## Start Record set

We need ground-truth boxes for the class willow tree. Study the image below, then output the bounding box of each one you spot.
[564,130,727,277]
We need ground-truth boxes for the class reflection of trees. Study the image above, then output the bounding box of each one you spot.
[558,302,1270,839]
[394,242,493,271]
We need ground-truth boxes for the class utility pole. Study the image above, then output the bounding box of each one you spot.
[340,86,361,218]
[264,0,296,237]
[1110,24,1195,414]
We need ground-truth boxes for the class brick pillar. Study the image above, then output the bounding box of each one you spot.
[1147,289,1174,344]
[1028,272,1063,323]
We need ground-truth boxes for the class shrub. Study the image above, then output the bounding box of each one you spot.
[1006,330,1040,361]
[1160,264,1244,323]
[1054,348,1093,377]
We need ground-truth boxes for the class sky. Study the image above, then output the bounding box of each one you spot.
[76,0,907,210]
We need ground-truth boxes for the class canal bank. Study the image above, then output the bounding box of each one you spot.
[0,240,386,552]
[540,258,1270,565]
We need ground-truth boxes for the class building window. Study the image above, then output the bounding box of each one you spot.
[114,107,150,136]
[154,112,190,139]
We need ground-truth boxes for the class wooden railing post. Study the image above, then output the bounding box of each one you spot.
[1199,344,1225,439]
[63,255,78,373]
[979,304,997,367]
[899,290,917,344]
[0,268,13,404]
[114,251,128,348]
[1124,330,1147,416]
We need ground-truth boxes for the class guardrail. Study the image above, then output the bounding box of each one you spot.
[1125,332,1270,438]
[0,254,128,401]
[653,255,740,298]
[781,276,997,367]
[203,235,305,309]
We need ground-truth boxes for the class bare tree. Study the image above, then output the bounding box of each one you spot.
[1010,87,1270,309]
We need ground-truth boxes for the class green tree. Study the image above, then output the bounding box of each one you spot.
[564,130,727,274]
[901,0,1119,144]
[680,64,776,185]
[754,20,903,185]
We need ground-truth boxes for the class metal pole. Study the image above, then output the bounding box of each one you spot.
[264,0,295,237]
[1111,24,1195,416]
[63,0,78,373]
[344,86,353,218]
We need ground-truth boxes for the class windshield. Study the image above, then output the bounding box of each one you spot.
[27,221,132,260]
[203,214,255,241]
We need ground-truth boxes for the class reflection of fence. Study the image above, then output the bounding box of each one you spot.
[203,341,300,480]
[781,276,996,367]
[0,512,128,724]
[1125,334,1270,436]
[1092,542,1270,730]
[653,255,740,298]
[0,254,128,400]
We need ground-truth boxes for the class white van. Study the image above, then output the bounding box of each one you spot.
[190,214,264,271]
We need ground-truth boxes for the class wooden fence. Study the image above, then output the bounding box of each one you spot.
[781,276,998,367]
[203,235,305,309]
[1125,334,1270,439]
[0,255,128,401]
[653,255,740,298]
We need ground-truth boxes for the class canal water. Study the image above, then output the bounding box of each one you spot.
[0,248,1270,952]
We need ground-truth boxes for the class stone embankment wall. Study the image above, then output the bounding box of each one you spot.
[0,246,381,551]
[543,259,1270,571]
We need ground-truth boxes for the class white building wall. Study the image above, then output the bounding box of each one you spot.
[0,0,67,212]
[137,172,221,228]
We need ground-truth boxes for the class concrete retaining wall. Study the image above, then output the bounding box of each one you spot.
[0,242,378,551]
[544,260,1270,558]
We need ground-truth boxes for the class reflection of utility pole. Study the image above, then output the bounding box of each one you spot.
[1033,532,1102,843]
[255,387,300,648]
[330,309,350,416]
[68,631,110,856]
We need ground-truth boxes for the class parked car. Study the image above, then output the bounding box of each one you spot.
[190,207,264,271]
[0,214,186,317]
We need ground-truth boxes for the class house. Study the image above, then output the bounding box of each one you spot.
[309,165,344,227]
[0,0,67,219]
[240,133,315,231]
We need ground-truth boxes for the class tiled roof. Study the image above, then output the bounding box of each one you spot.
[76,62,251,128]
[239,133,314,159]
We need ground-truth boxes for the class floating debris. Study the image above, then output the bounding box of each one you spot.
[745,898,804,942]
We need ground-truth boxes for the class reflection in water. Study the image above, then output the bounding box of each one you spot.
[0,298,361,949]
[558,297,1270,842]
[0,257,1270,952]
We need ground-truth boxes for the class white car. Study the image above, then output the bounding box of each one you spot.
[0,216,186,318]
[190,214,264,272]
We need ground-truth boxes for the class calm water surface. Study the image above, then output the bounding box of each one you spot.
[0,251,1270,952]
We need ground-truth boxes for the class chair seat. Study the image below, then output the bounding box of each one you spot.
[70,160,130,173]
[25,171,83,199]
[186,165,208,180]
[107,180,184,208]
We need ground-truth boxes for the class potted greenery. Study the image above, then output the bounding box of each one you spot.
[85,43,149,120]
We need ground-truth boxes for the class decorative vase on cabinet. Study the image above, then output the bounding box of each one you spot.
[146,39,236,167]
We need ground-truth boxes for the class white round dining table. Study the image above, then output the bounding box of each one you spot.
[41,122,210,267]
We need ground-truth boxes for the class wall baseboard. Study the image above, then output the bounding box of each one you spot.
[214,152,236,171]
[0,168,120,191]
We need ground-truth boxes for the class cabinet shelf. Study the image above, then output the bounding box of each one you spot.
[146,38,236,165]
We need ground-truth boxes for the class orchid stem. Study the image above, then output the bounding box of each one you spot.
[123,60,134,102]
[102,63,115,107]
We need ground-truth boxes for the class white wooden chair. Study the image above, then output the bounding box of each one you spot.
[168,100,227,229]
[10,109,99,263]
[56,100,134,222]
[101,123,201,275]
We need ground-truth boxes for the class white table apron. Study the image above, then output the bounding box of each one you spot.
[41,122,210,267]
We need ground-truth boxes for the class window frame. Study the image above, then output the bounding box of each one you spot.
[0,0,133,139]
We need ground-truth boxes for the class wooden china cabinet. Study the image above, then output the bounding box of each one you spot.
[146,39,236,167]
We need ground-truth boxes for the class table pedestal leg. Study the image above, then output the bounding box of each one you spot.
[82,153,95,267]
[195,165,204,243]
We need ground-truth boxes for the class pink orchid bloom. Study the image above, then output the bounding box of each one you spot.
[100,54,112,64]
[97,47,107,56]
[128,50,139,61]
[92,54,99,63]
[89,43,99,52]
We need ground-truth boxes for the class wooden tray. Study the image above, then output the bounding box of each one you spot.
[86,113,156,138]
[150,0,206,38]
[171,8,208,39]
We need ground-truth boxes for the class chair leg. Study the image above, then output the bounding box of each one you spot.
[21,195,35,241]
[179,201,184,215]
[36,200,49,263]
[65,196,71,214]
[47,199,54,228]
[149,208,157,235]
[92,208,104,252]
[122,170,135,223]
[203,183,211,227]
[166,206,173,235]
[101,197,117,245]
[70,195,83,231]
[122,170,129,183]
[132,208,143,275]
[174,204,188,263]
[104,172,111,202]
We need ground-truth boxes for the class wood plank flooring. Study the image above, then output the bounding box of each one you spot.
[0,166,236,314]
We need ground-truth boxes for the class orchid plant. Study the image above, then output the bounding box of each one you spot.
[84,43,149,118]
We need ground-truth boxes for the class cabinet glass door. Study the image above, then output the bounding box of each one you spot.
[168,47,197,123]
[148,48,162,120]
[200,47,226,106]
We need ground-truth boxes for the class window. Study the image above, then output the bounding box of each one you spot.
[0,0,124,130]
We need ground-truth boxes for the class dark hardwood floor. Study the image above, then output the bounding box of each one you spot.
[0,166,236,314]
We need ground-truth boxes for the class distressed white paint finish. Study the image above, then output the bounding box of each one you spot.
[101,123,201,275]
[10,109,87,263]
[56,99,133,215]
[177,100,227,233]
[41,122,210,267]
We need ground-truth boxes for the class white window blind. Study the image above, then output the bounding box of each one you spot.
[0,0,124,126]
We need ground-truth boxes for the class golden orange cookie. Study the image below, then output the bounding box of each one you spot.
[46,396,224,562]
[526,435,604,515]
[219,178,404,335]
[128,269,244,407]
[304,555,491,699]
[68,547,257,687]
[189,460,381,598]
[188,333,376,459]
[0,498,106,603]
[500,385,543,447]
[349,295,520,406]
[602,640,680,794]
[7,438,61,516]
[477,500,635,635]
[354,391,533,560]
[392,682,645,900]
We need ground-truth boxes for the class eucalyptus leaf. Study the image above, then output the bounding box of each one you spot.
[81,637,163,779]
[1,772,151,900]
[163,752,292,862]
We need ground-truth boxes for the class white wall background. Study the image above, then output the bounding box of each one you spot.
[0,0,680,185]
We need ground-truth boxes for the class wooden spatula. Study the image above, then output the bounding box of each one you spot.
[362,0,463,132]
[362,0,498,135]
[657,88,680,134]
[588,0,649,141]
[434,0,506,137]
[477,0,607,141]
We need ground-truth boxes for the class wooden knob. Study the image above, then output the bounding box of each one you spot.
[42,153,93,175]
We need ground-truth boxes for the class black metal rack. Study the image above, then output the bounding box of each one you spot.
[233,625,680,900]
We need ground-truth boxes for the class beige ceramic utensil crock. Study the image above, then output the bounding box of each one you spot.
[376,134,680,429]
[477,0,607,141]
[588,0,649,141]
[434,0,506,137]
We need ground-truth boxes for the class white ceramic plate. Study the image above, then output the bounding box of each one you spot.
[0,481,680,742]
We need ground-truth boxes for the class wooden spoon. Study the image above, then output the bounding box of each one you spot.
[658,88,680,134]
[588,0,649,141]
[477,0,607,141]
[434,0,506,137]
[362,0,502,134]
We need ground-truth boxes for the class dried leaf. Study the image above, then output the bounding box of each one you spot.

## End Record set

| Stated exercise |
Rescale every bounding-box coordinate in the answers by a factor of 2, rounding to whole numbers with halves going up, and reproduce all lines between the line holding "We need ground-truth boxes for the class wooden knob." and the end of the material, inclusive, requests included. Give only those lines.

| Result |
We need ground-truth boxes for the class wooden knob. Study the image above, then output the bounding box of each one you spot.
[84,306,186,350]
We need ground-truth boxes for the class black metal rack. Study the image above, then output the bounding box of each one you spot.
[466,1250,1360,1800]
We need ground-truth boxes for the class beige ceramic utensil crock. Study the image above, then output the bounding box of each one you spot.
[752,268,1360,858]
[954,0,1214,282]
[1176,0,1298,282]
[868,0,1012,274]
We need ground-truth boxes for the class white ceramic plate. Study the image above, then output the bounding box of each one you spot.
[0,962,1360,1484]
We need ground-truth boxes for the class wooden spoon. Study the image above, then output the bounding box of each one you spot.
[1316,176,1360,268]
[1176,0,1298,282]
[954,0,1214,282]
[868,0,1012,274]
[724,0,1004,268]
We need ground-truth boxes for the class dried leaf. Study the image above, then output the bounding box of each one you spot.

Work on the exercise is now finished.